• _DATASET ENTRIES_:
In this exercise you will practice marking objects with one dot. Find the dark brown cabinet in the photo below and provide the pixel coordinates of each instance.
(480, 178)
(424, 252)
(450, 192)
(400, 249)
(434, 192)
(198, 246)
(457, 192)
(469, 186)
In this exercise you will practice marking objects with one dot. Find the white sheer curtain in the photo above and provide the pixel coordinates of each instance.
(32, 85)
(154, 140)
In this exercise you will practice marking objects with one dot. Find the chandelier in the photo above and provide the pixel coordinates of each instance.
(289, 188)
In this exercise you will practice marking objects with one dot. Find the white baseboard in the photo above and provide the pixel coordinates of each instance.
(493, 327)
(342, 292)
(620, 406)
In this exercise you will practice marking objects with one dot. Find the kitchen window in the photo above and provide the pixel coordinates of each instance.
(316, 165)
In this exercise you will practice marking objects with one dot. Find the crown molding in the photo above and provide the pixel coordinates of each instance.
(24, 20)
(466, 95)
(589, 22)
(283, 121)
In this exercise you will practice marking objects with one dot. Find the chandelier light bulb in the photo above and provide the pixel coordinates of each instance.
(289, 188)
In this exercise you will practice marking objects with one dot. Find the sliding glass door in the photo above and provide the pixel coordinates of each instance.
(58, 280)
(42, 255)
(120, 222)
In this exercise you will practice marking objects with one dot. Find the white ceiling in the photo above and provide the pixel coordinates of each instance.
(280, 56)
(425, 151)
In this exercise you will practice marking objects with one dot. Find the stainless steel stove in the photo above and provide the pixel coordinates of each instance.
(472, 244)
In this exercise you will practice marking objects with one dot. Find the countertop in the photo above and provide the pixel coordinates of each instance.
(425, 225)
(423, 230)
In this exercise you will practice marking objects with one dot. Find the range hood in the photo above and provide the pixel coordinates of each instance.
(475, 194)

• _TASK TO CARRY OUT_: Can you give all of the material above as a two-column CSV headed text and answer, with each row pairing one text with all of its coordinate answers, both fields in double quotes, and any line breaks replaced by spaces?

• _SOLUTION TO THIS EXERCISE_:
text,answer
"In this exercise you will practice marking objects with one dot. Find the dark brown cabinet in the photo below and provide the pixel coordinates of each instance.","(480, 178) (424, 252) (450, 192) (400, 249) (434, 192) (198, 246) (457, 192) (469, 186)"
"In this exercise you will practice marking objects with one dot. Find the white sheer curtain in the photo above and provide the pixel coordinates of each instance.","(32, 85) (154, 140)"
"In this exercise you will practice marking objects with one dot. Find the chandelier in the photo above and provide the pixel coordinates of each instance.","(289, 188)"
"In this exercise you will practice marking objects with one dot. Find the white baseboard in the photo above and provide the pixel coordinates of each instance.","(493, 327) (342, 292) (620, 406)"
"In this exercise you will practice marking objects with one dot. Find the kitchen window in the photo above and provide the pixel coordinates of each instance.","(316, 165)"
"In this exercise you will practice marking objects with one dot. Find the crown molding in the photo above and provide the pixel coordinates of each instance.","(24, 20) (466, 95) (589, 22) (283, 121)"
"In this exercise you will practice marking objects with one dot. Find the chandelier light bulb in the photo above and provide the pixel coordinates of each instance.","(289, 188)"
"In this exercise you will practice marking objects with one dot. Find the sliding glass door in the photo above and provide the pixel coordinates of each instance.","(58, 280) (42, 255) (120, 222)"
"In this exercise you will practice marking objects with one dot. Find the white ceiling in the photo above and provide the pixel coordinates of each instance.","(280, 56) (425, 151)"
"In this exercise you will practice marking objects with one dot. Find the stainless steel stove in the photo above and provide the pixel coordinates of each instance.","(472, 244)"
"In this exercise you will practice marking objects with one dot. Find the countertop in the photo above and provide the pixel coordinates of each instance.","(425, 225) (423, 230)"
"In this exercise you will practice marking objects with one dot. Find the range hood in the photo above and provide the pixel coordinates of each instance.","(475, 194)"